> _Input for this task_
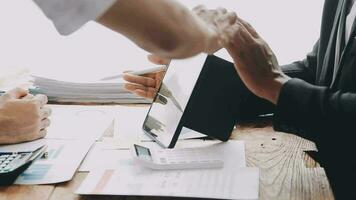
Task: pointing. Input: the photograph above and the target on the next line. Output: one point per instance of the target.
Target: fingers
(44, 124)
(17, 93)
(146, 92)
(45, 112)
(28, 96)
(199, 8)
(158, 60)
(248, 27)
(141, 80)
(40, 100)
(42, 133)
(221, 10)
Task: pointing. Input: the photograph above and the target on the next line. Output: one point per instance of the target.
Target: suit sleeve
(253, 106)
(310, 110)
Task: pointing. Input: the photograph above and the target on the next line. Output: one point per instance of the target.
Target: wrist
(274, 91)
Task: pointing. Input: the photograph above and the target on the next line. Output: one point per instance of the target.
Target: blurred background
(29, 41)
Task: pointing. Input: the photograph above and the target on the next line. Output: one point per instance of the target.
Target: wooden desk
(286, 172)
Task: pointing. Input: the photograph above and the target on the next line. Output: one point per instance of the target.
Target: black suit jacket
(316, 107)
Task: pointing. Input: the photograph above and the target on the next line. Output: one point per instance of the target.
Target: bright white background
(29, 40)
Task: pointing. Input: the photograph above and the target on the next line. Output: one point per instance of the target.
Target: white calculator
(185, 158)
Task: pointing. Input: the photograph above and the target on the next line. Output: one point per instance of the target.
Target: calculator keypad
(5, 161)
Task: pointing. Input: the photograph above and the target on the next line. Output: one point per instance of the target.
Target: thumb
(17, 93)
(158, 60)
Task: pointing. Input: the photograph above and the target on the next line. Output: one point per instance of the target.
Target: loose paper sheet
(63, 160)
(79, 122)
(233, 181)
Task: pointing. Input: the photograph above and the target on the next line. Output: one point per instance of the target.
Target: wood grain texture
(21, 192)
(286, 171)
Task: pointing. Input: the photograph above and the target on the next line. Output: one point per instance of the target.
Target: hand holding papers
(142, 72)
(95, 92)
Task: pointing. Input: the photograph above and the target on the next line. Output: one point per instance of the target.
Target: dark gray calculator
(12, 164)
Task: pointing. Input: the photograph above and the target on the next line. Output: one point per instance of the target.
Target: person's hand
(218, 21)
(23, 117)
(146, 85)
(255, 61)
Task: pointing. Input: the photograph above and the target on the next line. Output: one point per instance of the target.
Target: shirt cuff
(69, 15)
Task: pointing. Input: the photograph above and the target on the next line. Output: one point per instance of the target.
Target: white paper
(233, 181)
(90, 92)
(23, 147)
(64, 158)
(109, 158)
(79, 122)
(129, 129)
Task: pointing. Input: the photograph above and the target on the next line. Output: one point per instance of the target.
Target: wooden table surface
(286, 171)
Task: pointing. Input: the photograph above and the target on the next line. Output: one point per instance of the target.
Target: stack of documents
(95, 92)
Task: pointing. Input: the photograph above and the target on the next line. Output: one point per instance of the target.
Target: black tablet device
(200, 93)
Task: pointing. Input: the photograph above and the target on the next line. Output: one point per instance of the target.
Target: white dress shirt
(69, 15)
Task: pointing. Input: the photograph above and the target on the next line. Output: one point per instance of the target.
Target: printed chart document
(233, 181)
(79, 122)
(129, 127)
(60, 165)
(111, 158)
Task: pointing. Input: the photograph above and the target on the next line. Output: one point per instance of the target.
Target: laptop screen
(162, 122)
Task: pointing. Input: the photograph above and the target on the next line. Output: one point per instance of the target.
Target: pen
(140, 72)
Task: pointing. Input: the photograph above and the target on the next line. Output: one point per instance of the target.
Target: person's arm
(253, 106)
(313, 112)
(163, 27)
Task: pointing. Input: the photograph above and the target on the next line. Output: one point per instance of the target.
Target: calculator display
(143, 152)
(163, 119)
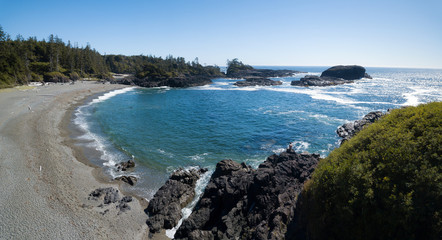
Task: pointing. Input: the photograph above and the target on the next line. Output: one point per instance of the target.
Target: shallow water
(164, 129)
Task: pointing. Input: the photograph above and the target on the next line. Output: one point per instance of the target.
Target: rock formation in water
(348, 130)
(244, 203)
(178, 82)
(131, 180)
(124, 166)
(260, 73)
(333, 76)
(352, 72)
(257, 82)
(164, 209)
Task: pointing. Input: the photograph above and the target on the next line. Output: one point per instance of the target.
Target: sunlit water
(164, 129)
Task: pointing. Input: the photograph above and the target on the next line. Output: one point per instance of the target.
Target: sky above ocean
(388, 33)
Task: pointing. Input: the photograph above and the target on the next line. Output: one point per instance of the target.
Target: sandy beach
(44, 187)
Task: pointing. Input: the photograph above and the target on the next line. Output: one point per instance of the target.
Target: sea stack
(336, 75)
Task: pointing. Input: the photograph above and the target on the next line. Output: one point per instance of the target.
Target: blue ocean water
(165, 128)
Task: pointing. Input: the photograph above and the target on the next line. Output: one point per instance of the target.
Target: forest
(52, 60)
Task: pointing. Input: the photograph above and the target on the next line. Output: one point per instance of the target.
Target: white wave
(413, 98)
(198, 157)
(96, 141)
(112, 94)
(199, 189)
(300, 146)
(168, 154)
(278, 150)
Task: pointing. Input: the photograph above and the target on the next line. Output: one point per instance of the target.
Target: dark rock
(165, 208)
(123, 206)
(178, 82)
(261, 73)
(123, 166)
(348, 130)
(110, 195)
(257, 82)
(312, 80)
(333, 76)
(243, 203)
(131, 180)
(349, 72)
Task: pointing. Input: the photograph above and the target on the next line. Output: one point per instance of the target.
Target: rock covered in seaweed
(257, 82)
(333, 76)
(348, 130)
(164, 209)
(241, 202)
(348, 72)
(124, 166)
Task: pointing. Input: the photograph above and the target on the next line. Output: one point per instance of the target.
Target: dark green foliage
(22, 61)
(158, 68)
(235, 66)
(385, 183)
(55, 77)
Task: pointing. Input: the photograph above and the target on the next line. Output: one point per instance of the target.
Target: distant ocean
(163, 129)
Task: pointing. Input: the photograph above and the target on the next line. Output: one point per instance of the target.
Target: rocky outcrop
(131, 180)
(178, 82)
(350, 72)
(257, 82)
(123, 166)
(260, 73)
(164, 209)
(333, 76)
(348, 130)
(312, 80)
(243, 203)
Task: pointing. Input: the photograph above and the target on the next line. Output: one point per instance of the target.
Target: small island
(336, 75)
(253, 76)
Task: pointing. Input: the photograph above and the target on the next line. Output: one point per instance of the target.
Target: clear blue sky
(390, 33)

> _Task prompt_
All of the data must be repeated exactly, except for the pictures.

> _Completed exercise_
Task: pointing. Input: the photograph above and the target on the next line. Output: one point per instance of the target.
Target: fingers
(44, 124)
(17, 93)
(146, 92)
(45, 112)
(28, 96)
(199, 8)
(158, 60)
(248, 27)
(141, 80)
(40, 100)
(42, 133)
(221, 10)
Task: pointing. Input: the photograph above and the target on the next line. Output: one point per instance of the target.
Target: suit sleeve
(253, 106)
(310, 110)
Task: pointing. Input: the photograph above and the target on the next line. Output: one point per instance of the target.
Target: wrist
(274, 91)
Task: pointing. Input: the photograph above and the target on the next line. Output: one point per instance of the target.
Target: blurred background
(29, 41)
Task: pointing. Input: the photograph above and the target on the next line. Output: one point per instance of the target.
Target: wooden desk
(286, 172)
Task: pointing. Input: the photograph above and the target on the next line. Output: one point per instance of the target.
Target: black suit jacket
(316, 107)
Task: pointing. Input: the photograph above and the target on the next line. Output: one point per instance of the target.
Target: bright white background
(29, 40)
Task: pointing. Input: the photograph above and the target on the next line. Output: one point per instance of the target.
Target: white calculator
(185, 158)
Task: pointing. Input: the photograph above and the target on the next line. Output: one point per instance of the target.
Target: calculator keypad
(5, 161)
Task: pointing. Input: the photograph above and the target on the next line. Output: one point per instance of the target.
Target: thumb
(17, 93)
(158, 60)
Task: pointing. Input: the photograph above and the target on the next line. Output: one point per instance of the target.
Target: loose paper sheet
(63, 160)
(79, 122)
(233, 181)
Task: pointing. Input: the photograph above and the target on the next line. Output: one point per instance of the target.
Target: wood grain texture
(21, 192)
(286, 171)
Task: pointing. Input: the photograph above and the target on the next line. Output: one point per instance of the target.
Target: hand holding papers
(142, 72)
(95, 92)
Task: pointing. Input: the photograph above and the target on the next line. Output: one point per instance of the target.
Target: dark gray calculator
(12, 164)
Task: pointing. Input: the photograph above and the target on the next line. Output: one point per instance of the target.
Target: person's hand
(218, 21)
(23, 117)
(146, 85)
(255, 61)
Task: pointing. Input: the photograph above and the target on the next line. Output: one point per instance of the target.
Target: shirt cuff
(69, 15)
Task: pointing. Input: the photograph above and the target on the next line. Output: one point per instance of the target.
Target: white paper
(233, 181)
(90, 92)
(23, 147)
(64, 158)
(109, 158)
(79, 122)
(129, 129)
Task: pointing. Input: the photograph above and the target on the next line. Output: one point per instance of the target.
Target: wooden table surface
(286, 171)
Task: pointing. Input: the photograph above and the target on the next line. Output: one point per instance of the target.
Target: stack of documents
(95, 92)
Task: pointing. Input: the photograph above and the target on the next line. Output: one point per instance of the target.
Target: black tablet device
(200, 93)
Task: pointing. Input: the photograph above and the target on the next line. Output: one point per instance of the target.
Target: white dress shirt
(69, 15)
Task: pointing. Input: the photograph above and the target on the next line. Output: one point per instance of the target.
Target: printed chart document
(233, 181)
(79, 122)
(129, 127)
(60, 165)
(111, 158)
Task: pointing. Input: the photograph above and the target on the next line. Output: one point per instance of the target.
Target: laptop screen
(162, 122)
Task: pointing. Input: the photograph above and the target on the next line. Output: one point per instance of the target.
Target: pen
(140, 72)
Task: pointing. Input: the photograph above and the target on the next line. Output: one point per instance of the target.
Target: person's arm
(253, 106)
(313, 112)
(163, 27)
Task: pointing. Input: the photograph above and the target on the next line. Output: one point per instance of the target.
Target: calculator display
(143, 152)
(163, 119)
Task: pointing. Input: the photograph above and the target on the next line. Output: one point per instance of the target.
Target: shallow water
(164, 129)
Task: pointing. Input: the photograph above and the target on the next line. Output: one point per instance of the target.
Target: rock formation in water
(348, 130)
(244, 203)
(178, 82)
(131, 180)
(124, 166)
(260, 73)
(333, 76)
(352, 72)
(257, 82)
(164, 209)
Task: pointing. Input: the photograph above and the target on the next line. Output: one point per instance of the target.
Target: sunlit water
(164, 129)
Task: pointing. Input: the photograph above and the target on the next line. Output: one point per instance of the target.
Target: sky above ocean
(388, 33)
Task: pointing. Input: the photograph above and the target on the next line. Output: one point per instance of the target.
Target: sandy beach
(44, 187)
Task: pointing. Input: the photograph above and the target on the next line. Output: one point per instance of the target.
Target: sea stack
(336, 75)
Task: pointing. Input: the photograph above and the target on the next line. Output: one point per instance of the target.
Target: blue ocean water
(165, 128)
Task: pointing. Input: the photograph above and the target on the next line. Output: one point per instance of the target.
Target: forest
(52, 60)
Task: pointing. Input: the photograph above and the target on the next line. Output: one point per instance of the target.
Target: white wave
(413, 98)
(198, 157)
(96, 141)
(112, 94)
(199, 189)
(300, 146)
(168, 154)
(278, 150)
Task: pointing. Input: the photograph above and the target on the next line. Output: one point per instance of the target.
Target: dark rock
(165, 208)
(123, 206)
(178, 82)
(261, 73)
(123, 166)
(348, 130)
(110, 195)
(257, 82)
(312, 80)
(333, 76)
(243, 203)
(131, 180)
(349, 72)
Task: pointing. Input: the photograph above and the target on the next line. Output: one point per instance of the target.
Target: rock covered in seaweed
(257, 82)
(333, 76)
(348, 130)
(164, 209)
(241, 202)
(348, 72)
(124, 166)
Task: pointing. Input: the photograph above and the target on the next line. Output: one point per instance of the target.
Target: dark green foliage
(22, 61)
(158, 68)
(235, 66)
(385, 183)
(55, 77)
Task: pointing. Input: the photograph above and the target on the next line. Output: one point per instance of the target.
Target: distant ocean
(163, 129)
Task: pointing. Input: the photograph above and the target on the next line. Output: one point per instance of the target.
Target: rocky outcrop
(131, 180)
(178, 82)
(350, 72)
(257, 82)
(123, 166)
(260, 73)
(164, 209)
(333, 76)
(348, 130)
(312, 80)
(243, 203)
Task: pointing. Input: the photograph above and the target on the next line. Output: one point per instance of the target.
Target: small island
(336, 75)
(253, 76)
Task: pointing. Input: the photograph above and the target on the next line. Output: one point per instance of the target.
Target: clear blue sky
(390, 33)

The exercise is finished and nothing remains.